▸ **EXERCISE TASK**: Can you convert the data below into a Markdown table with the columns No. and Text, putting each non-blank line in its own row?

▸ **THE DATA**:
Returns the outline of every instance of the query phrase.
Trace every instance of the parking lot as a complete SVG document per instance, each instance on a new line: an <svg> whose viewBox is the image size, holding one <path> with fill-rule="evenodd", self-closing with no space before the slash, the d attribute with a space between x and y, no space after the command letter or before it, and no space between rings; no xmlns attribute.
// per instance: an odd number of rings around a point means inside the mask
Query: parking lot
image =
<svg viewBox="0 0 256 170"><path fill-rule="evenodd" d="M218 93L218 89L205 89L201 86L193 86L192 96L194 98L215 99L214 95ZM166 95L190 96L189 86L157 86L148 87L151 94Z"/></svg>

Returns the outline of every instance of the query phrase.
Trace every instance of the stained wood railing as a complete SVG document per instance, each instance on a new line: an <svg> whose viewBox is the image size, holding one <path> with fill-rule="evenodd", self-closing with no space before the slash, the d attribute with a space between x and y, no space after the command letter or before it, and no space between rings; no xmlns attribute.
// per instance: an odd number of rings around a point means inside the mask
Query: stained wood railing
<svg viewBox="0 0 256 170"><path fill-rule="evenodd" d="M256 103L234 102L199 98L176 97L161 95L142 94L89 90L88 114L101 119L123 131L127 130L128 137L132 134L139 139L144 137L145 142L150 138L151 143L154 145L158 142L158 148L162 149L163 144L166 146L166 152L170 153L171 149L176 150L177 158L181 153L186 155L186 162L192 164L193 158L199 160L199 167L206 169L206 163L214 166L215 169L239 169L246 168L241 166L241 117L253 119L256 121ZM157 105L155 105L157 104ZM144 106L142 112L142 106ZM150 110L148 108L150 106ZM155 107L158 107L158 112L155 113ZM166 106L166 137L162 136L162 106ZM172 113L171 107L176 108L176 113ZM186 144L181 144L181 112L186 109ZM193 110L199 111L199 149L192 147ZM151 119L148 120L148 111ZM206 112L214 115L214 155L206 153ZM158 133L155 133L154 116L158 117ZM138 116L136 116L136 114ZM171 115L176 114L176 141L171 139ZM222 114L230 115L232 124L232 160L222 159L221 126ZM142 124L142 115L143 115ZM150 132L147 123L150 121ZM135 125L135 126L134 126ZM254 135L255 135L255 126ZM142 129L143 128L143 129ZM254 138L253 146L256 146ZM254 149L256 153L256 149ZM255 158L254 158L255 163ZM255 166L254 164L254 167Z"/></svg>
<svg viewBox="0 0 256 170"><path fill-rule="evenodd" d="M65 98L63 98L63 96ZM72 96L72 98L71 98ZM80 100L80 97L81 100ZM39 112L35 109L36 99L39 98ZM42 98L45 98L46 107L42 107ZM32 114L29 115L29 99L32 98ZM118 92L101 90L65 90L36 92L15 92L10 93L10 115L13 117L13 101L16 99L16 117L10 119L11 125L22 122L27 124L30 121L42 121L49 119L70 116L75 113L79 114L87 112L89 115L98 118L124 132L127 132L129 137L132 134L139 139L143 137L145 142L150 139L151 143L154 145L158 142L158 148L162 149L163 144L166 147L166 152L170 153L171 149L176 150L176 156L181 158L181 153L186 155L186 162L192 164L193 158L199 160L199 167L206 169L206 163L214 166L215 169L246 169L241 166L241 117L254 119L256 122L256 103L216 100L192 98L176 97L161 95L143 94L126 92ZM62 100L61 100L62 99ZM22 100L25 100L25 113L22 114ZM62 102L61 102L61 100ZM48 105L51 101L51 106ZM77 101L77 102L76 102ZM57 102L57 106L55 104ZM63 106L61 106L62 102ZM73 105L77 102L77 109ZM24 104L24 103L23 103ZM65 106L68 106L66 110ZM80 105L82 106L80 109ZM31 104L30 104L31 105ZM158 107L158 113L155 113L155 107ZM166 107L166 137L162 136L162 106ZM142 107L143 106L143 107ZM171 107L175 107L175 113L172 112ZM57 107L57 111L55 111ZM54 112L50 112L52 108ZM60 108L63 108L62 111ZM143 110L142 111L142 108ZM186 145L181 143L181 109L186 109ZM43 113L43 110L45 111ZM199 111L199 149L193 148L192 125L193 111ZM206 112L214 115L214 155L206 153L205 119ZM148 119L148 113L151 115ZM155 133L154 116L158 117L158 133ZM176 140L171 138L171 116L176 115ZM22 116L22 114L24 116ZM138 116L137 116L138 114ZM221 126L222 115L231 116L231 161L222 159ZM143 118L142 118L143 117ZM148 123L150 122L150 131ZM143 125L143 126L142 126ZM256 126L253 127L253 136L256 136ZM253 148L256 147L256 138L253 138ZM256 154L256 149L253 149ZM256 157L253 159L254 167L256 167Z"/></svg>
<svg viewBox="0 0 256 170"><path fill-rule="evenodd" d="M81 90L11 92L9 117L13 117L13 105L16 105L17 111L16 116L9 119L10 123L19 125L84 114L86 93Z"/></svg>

▸ **TASK ANSWER**:
| No. | Text |
|---|---|
| 1 | Returns the outline of every instance of the query phrase. |
| 2 | Trace every instance of the parking lot as a complete SVG document per instance, each instance on a new line: an <svg> whose viewBox is the image size, holding one <path> with fill-rule="evenodd", self-closing with no space before the slash, the d attribute with a space between x and y, no space after the command letter or before it, and no space between rings; no xmlns attribute. |
| 3 | // per instance: an odd number of rings around a point means inside the mask |
| 4 | Query: parking lot |
| 5 | image = |
| 6 | <svg viewBox="0 0 256 170"><path fill-rule="evenodd" d="M218 93L218 89L205 89L201 86L193 86L192 96L194 98L215 99L214 95ZM166 95L190 96L189 86L157 86L148 87L151 94Z"/></svg> |
| 7 | Returns the outline of every instance of the query phrase. |
| 8 | Trace every instance of the stained wood railing as a complete SVG document per instance, each instance on a new line: an <svg> whose viewBox is the image size, holding one <path> with fill-rule="evenodd", self-closing with no space before the slash, the d attribute with a space between x and y, no space after the command letter or before it, and no space between rings; no xmlns attribute. |
| 9 | // per instance: an odd number of rings around a point means inside the mask |
| 10 | Query: stained wood railing |
| 11 | <svg viewBox="0 0 256 170"><path fill-rule="evenodd" d="M256 103L234 102L199 98L176 97L161 95L142 94L89 90L88 114L101 119L123 131L127 130L128 137L132 134L139 139L144 137L145 142L150 138L151 143L154 145L158 142L158 148L162 149L163 144L166 146L166 152L170 153L171 149L176 150L177 158L181 153L186 155L186 162L192 164L193 158L199 160L199 167L206 169L206 163L214 166L215 169L239 169L246 168L241 166L241 117L253 119L256 121ZM157 105L155 105L157 104ZM144 106L142 112L142 106ZM150 110L148 108L150 106ZM155 107L158 107L158 112L155 113ZM166 106L166 137L162 136L162 106ZM172 113L171 107L176 108L176 113ZM186 144L181 144L181 112L186 109ZM193 110L199 111L199 149L192 147ZM151 119L148 120L148 111ZM206 112L214 115L214 155L206 153ZM158 133L155 133L154 116L158 117ZM138 116L136 116L136 114ZM171 115L176 114L176 141L171 139ZM222 114L230 115L232 124L232 160L222 159L221 126ZM142 124L142 115L143 115ZM150 132L147 123L150 121ZM135 125L135 126L134 126ZM254 135L255 135L255 126ZM142 129L143 128L143 129ZM254 138L253 146L256 146ZM254 149L256 153L256 149ZM255 158L254 158L255 163ZM255 166L254 164L254 167Z"/></svg> |
| 12 | <svg viewBox="0 0 256 170"><path fill-rule="evenodd" d="M65 98L63 98L63 96ZM72 96L72 98L71 98ZM80 100L80 97L81 100ZM39 112L35 109L36 99L39 98ZM42 98L45 98L46 107L42 107ZM32 114L29 115L29 99L32 98ZM118 92L101 90L65 90L36 92L15 92L10 93L10 115L13 117L13 101L16 99L16 117L10 119L11 125L22 122L27 124L30 121L42 121L49 119L70 116L75 113L79 114L87 112L89 115L98 118L124 132L127 132L129 137L132 134L139 139L143 137L145 142L150 139L151 143L154 145L158 142L158 148L162 149L163 144L166 147L166 152L170 153L171 149L176 150L176 156L181 158L181 153L186 155L186 162L192 164L193 158L199 160L199 167L206 169L206 163L214 166L215 169L246 169L241 166L241 117L254 119L256 122L256 103L216 100L192 98L176 97L161 95L143 94L126 92ZM62 100L61 100L62 99ZM22 100L25 100L25 113L22 114ZM62 102L61 102L61 100ZM48 105L51 101L51 106ZM77 101L77 102L76 102ZM57 102L57 106L55 104ZM63 106L61 106L62 102ZM73 105L77 102L77 109ZM24 104L24 103L23 103ZM65 106L68 106L66 110ZM80 105L82 106L80 109ZM31 104L30 104L31 105ZM158 107L158 113L155 113L155 107ZM166 107L166 137L162 136L162 106ZM142 107L143 106L143 107ZM171 107L175 107L175 113L172 112ZM57 107L57 111L55 111ZM54 112L50 112L52 108ZM60 108L63 108L62 111ZM143 110L142 111L142 108ZM186 145L181 143L181 109L186 109ZM43 113L43 110L45 111ZM199 111L199 149L193 148L192 125L193 111ZM206 112L214 115L214 155L206 153L205 119ZM148 119L148 113L151 115ZM155 133L154 116L158 117L158 133ZM176 140L171 138L171 116L176 115ZM22 116L22 114L24 116ZM138 116L137 116L138 114ZM221 126L222 115L231 116L231 161L222 159ZM143 118L142 118L143 117ZM148 123L150 122L150 131ZM143 125L143 126L142 126ZM256 126L253 127L253 136L256 136ZM253 148L256 147L256 138L253 138ZM256 154L256 149L253 149ZM256 157L253 159L254 167L256 167Z"/></svg> |
| 13 | <svg viewBox="0 0 256 170"><path fill-rule="evenodd" d="M81 90L11 92L9 117L13 117L13 105L16 105L17 111L16 116L9 119L10 123L19 125L84 114L86 93Z"/></svg> |